• _TEXTE FOURNI_

■ ■ ■ ■ ■

Abdu Slimane doit 38 €

 

Gérard Dou "L'arracheur de dents" 1664


Abdu Slimane doit 38 euros



On est arrivé juste à l'heure au rendez-vous, juste à l'heure, cinq minutes avant l'ouverture du cabinet, à deux heures. Snow, elle, n'avait pas du tout rendez-vous ce jour-là, mais s'était proposée, comme toujours, de m'accompagner - elle le faisait surtout dans les moments difficiles - au cas où je m'évanouirais encore une fois chez la dentiste, par exemple, et que je me trouverais dans l'incapacité de revenir à pied. A peine sortions nous de sa voiture noire, baptisée "Billie", que nous avons aperçu le docteur Juin, le bras en écharpe, qui descendait l'avenue en compagnie d'un colosse faisant bien cinq têtes de plus qu'elle, et qui traînait sérieusement la patte. On a pas mis longtemps à comprendre qu'elle ne serait pas en mesure de travailler ce jour-là, et que le sycomore qui l'accompagnait était justement venu pour la remplacer à la manœuvre. nous allions leur emboîter le pas quand un chien battu, qui sortait de je ne sais où, est venu se jeter sur elle devant la porte de son cabinet, en implorant. Il exhibait une chique monstrueuse, grosse comme une galette tropézienne qui, selon lui, enflait depuis deux jours déjà ; on aurait dit un aborigène qui aurait accidentellement avalé son boomerang. C'était un cas d'urgence.

Chef Raoni

Quand nous sommes entrés, il a suffi d'un seul regard échangé avec le docteur Juin pour comprendre que nous devions filer directement dans la salle d'attente, sans demander notre reste. Snow, qui connaissait bien sa dentiste préférée, me fit un rapport élogieux sur sa profonde humanité, sur sa grande générosité aussi, surtout envers les plus démunis. Nous n'avons, cependant, rien perçu de ce qui aurait pu provenir du cabinet ; nulle plainte glaçante, nul grognement suspect. Le sycomore avait sûrement assommé l'aborigène avec un bon remède de cheval, m'est avis.

■ ■ ■ ■ ■

• _LISTE_
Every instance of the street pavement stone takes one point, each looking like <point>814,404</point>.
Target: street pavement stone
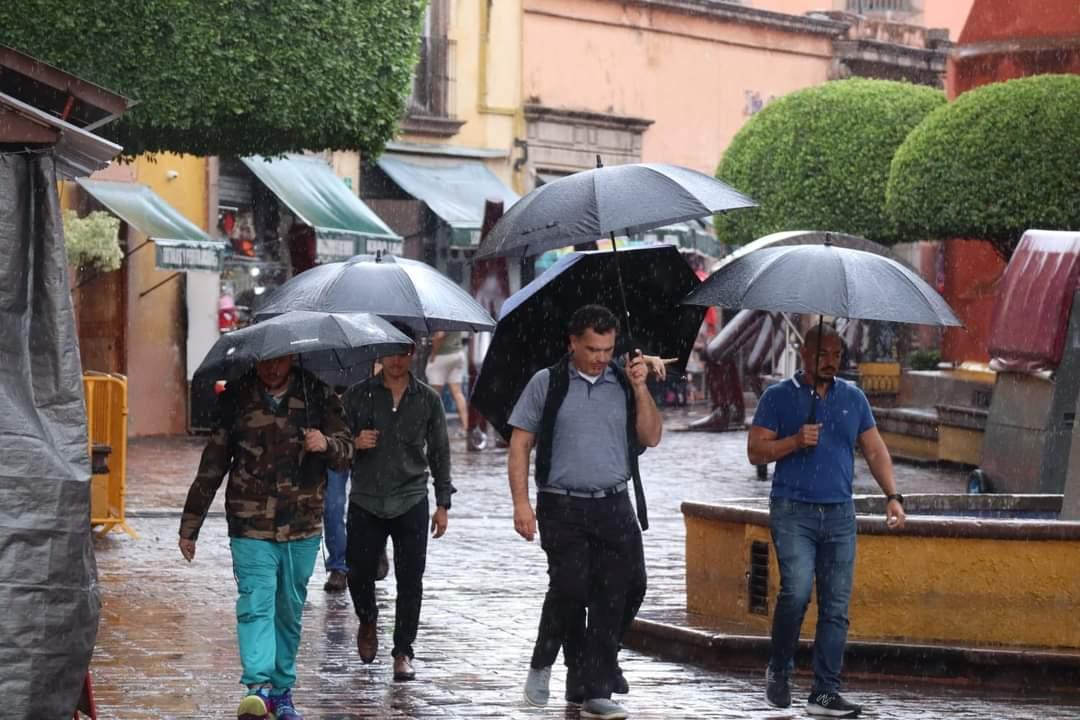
<point>166,641</point>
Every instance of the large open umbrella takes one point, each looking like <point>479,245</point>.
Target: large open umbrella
<point>394,288</point>
<point>824,279</point>
<point>605,202</point>
<point>531,330</point>
<point>596,204</point>
<point>329,344</point>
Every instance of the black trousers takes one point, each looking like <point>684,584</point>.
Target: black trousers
<point>367,539</point>
<point>596,584</point>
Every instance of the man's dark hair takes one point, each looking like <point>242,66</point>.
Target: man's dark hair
<point>597,318</point>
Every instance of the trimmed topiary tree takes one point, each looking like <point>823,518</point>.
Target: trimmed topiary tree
<point>997,161</point>
<point>818,159</point>
<point>220,77</point>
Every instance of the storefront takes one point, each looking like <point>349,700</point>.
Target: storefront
<point>170,300</point>
<point>282,216</point>
<point>441,202</point>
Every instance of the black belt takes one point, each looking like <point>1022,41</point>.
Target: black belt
<point>607,492</point>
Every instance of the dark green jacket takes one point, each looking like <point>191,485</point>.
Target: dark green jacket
<point>391,477</point>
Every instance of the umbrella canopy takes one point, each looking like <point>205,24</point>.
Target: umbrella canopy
<point>824,279</point>
<point>329,344</point>
<point>394,288</point>
<point>623,200</point>
<point>531,330</point>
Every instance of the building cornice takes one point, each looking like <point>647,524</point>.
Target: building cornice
<point>536,111</point>
<point>742,14</point>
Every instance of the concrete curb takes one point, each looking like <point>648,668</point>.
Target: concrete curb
<point>993,667</point>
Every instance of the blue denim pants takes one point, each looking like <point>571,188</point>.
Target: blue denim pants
<point>812,542</point>
<point>334,533</point>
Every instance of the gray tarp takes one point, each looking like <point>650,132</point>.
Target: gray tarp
<point>49,601</point>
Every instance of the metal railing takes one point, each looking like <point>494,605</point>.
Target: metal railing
<point>433,79</point>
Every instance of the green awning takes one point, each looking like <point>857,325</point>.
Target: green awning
<point>455,191</point>
<point>179,243</point>
<point>343,225</point>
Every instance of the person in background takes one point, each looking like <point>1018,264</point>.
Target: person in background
<point>278,432</point>
<point>446,366</point>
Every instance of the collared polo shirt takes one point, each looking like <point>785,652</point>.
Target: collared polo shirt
<point>589,449</point>
<point>823,474</point>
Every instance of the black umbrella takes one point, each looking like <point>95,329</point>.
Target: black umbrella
<point>604,202</point>
<point>394,288</point>
<point>823,279</point>
<point>826,280</point>
<point>531,330</point>
<point>332,344</point>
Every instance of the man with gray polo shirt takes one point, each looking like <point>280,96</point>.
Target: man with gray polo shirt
<point>589,421</point>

■ ■ ■ ■ ■

• _CONSIGNE ÉCRITE_
Dans le récit du rendez-vous chez la dentiste, quel nom porte la voiture noire de Snow ? Ces lignes sont un contenu à part, distinct du texte.

• _RÉPONSE ÉCRITE_
Elle s'appelle « Billie ».